* [Your task] Recast the records from the line containing "of the chipped" up to and including the line containing "(1061, 316)" as a two-column CSV with the columns text and answer. Give one row per record, and put each value in a single quoted field with its line breaks replaced by spaces.

-- Start Data supplied --

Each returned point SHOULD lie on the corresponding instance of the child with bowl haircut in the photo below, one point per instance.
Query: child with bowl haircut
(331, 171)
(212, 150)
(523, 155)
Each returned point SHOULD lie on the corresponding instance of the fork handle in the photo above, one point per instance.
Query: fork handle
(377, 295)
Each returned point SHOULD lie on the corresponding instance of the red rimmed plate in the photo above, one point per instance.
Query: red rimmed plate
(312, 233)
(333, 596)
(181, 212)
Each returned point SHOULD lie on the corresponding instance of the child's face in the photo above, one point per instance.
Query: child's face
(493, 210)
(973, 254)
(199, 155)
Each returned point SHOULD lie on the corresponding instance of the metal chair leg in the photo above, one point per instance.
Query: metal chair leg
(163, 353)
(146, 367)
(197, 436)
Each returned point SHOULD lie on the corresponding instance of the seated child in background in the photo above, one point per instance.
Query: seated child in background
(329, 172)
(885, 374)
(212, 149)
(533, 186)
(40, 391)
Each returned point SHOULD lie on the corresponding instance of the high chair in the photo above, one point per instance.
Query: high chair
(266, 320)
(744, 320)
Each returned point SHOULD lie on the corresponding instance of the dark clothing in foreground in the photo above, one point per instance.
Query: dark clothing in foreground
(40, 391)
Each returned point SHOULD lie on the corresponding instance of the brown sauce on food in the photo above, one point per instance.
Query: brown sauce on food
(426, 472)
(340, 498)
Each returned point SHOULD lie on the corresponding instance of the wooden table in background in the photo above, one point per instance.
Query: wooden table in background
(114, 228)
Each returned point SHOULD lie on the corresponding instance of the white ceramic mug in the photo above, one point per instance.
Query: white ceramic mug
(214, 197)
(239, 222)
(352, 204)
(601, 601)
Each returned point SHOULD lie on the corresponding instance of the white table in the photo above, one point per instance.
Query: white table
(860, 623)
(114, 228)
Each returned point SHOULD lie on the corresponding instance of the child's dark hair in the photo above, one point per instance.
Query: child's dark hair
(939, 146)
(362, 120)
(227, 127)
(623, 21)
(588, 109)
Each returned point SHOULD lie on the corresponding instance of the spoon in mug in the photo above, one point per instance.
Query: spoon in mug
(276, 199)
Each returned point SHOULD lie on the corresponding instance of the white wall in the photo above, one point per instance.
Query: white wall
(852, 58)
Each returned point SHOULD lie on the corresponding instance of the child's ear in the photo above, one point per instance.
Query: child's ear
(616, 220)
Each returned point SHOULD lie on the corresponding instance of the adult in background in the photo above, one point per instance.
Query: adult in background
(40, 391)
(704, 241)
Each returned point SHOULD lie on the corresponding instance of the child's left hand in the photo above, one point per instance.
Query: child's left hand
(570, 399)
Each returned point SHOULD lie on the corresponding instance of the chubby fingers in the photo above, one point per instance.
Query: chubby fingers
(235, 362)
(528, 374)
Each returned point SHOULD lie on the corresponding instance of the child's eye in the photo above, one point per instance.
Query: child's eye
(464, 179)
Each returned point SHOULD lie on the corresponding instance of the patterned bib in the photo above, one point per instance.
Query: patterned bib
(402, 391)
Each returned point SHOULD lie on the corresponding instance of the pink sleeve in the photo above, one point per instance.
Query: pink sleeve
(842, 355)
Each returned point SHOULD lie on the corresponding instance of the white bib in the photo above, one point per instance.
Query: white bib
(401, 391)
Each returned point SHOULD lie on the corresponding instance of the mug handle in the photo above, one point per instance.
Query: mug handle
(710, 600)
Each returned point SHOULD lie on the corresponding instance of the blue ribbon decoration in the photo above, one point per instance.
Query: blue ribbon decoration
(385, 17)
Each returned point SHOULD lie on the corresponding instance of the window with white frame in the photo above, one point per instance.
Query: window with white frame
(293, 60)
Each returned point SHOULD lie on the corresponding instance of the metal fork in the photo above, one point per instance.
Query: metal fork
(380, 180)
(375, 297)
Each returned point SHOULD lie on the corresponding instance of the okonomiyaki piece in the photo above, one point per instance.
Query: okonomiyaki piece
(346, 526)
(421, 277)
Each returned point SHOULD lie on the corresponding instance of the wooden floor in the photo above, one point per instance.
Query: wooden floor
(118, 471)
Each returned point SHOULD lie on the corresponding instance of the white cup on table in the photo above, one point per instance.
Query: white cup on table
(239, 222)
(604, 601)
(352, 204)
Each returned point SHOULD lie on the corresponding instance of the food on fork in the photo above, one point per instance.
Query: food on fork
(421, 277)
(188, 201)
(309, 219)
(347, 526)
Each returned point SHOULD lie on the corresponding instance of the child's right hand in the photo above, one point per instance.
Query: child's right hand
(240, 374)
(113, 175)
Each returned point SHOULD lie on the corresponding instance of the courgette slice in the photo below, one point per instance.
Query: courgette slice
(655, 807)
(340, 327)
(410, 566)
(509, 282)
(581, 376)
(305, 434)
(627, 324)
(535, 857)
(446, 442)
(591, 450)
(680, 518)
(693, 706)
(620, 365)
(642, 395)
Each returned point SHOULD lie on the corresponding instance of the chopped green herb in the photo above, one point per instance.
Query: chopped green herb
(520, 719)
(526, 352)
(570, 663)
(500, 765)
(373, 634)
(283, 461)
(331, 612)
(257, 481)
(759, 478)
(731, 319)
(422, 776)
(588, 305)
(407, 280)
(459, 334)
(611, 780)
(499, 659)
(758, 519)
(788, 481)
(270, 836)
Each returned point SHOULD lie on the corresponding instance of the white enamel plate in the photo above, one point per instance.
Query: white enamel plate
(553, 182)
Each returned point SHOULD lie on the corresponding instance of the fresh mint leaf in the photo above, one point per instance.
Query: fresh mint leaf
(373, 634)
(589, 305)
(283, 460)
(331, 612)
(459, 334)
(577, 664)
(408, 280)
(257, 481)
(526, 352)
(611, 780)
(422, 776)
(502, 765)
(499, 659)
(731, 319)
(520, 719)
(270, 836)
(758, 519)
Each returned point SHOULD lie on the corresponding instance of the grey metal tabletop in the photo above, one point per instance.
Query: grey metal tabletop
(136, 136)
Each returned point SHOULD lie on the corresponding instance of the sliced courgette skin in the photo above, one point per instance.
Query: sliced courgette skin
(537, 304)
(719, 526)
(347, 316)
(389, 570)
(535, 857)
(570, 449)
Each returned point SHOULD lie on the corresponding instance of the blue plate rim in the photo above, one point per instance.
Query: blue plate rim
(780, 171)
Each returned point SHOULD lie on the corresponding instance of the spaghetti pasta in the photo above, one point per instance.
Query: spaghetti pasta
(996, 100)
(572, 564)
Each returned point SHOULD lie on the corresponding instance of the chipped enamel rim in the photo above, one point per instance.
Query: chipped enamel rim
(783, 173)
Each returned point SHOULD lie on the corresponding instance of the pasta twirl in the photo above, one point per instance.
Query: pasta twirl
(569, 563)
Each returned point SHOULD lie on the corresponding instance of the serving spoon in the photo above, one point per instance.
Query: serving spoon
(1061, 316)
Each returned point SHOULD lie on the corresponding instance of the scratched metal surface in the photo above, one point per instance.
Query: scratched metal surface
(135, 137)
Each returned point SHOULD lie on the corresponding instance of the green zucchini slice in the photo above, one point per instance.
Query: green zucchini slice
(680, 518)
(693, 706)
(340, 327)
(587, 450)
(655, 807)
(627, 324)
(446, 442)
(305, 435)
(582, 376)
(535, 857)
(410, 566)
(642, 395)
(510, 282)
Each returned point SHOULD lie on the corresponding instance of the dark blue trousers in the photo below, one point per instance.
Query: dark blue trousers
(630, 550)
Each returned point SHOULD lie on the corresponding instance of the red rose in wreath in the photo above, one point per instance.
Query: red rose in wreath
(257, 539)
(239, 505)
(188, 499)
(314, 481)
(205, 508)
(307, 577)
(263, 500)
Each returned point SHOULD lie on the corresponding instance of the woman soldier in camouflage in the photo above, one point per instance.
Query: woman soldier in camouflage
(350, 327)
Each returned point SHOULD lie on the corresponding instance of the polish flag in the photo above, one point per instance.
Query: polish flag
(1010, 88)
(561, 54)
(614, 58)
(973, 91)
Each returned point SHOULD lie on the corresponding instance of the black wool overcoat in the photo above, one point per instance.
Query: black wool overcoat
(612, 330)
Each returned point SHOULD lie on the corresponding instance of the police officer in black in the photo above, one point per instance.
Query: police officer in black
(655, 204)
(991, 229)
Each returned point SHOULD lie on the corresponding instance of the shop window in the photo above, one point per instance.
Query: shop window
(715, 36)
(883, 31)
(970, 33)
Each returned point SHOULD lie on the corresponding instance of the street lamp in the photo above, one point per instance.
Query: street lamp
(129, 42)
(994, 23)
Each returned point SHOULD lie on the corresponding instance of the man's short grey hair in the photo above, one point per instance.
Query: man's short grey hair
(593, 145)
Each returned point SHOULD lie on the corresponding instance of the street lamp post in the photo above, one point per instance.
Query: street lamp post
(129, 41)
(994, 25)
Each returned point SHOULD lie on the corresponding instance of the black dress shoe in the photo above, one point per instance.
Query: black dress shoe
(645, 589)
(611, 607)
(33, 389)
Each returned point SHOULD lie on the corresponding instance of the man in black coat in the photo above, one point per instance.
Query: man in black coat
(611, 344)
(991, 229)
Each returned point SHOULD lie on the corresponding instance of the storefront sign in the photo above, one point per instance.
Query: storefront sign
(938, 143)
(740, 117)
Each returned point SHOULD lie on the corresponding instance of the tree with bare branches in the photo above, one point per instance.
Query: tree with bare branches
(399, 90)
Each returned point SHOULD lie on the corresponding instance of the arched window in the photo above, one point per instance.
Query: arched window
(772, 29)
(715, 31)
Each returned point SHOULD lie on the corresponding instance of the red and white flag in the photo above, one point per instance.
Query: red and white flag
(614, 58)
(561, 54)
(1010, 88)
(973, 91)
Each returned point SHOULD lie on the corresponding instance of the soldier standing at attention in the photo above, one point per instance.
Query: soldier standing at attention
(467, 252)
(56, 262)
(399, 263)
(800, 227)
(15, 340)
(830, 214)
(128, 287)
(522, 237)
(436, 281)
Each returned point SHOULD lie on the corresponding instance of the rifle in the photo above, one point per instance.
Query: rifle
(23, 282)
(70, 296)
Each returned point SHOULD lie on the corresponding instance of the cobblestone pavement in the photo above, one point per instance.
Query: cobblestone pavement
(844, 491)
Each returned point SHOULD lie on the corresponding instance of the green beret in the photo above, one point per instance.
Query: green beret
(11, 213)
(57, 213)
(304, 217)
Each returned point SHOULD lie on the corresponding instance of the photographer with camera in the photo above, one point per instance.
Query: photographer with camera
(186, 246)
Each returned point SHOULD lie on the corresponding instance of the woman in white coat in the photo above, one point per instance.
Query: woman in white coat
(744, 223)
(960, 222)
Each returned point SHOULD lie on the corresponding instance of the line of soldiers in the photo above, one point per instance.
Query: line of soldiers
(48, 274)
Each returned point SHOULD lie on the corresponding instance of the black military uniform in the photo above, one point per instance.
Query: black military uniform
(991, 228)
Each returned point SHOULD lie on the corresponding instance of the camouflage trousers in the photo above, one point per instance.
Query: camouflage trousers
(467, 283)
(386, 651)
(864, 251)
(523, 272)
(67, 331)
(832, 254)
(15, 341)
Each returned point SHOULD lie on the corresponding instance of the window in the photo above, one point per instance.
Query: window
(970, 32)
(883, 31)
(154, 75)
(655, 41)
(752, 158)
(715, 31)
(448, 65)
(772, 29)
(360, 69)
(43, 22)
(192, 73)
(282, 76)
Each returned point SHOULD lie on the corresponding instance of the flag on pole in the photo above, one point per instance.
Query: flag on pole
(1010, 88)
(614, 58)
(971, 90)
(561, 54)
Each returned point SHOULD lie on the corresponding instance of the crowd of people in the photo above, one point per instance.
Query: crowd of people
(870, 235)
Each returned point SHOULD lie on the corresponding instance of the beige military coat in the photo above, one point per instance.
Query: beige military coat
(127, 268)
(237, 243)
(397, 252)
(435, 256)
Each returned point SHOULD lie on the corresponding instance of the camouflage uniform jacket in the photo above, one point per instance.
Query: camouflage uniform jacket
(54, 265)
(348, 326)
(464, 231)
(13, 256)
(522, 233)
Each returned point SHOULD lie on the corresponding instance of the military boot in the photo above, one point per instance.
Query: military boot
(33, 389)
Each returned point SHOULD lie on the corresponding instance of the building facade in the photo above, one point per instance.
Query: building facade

-- End Data supplied --

* [Exercise answer]
text,answer
"Each returned point SHOULD lie on the corresponding instance of the chipped enamel rim in the photo above, one point per instance. Query: chipped enamel rim","(783, 173)"
"Each returned point SHOULD lie on the corresponding instance of the pasta twirl in the photo above, one point per instance. Query: pasta twirl","(569, 563)"
"Each returned point SHOULD lie on the corresponding instance of the serving spoon in the photo above, one point per instance. Query: serving spoon","(1061, 316)"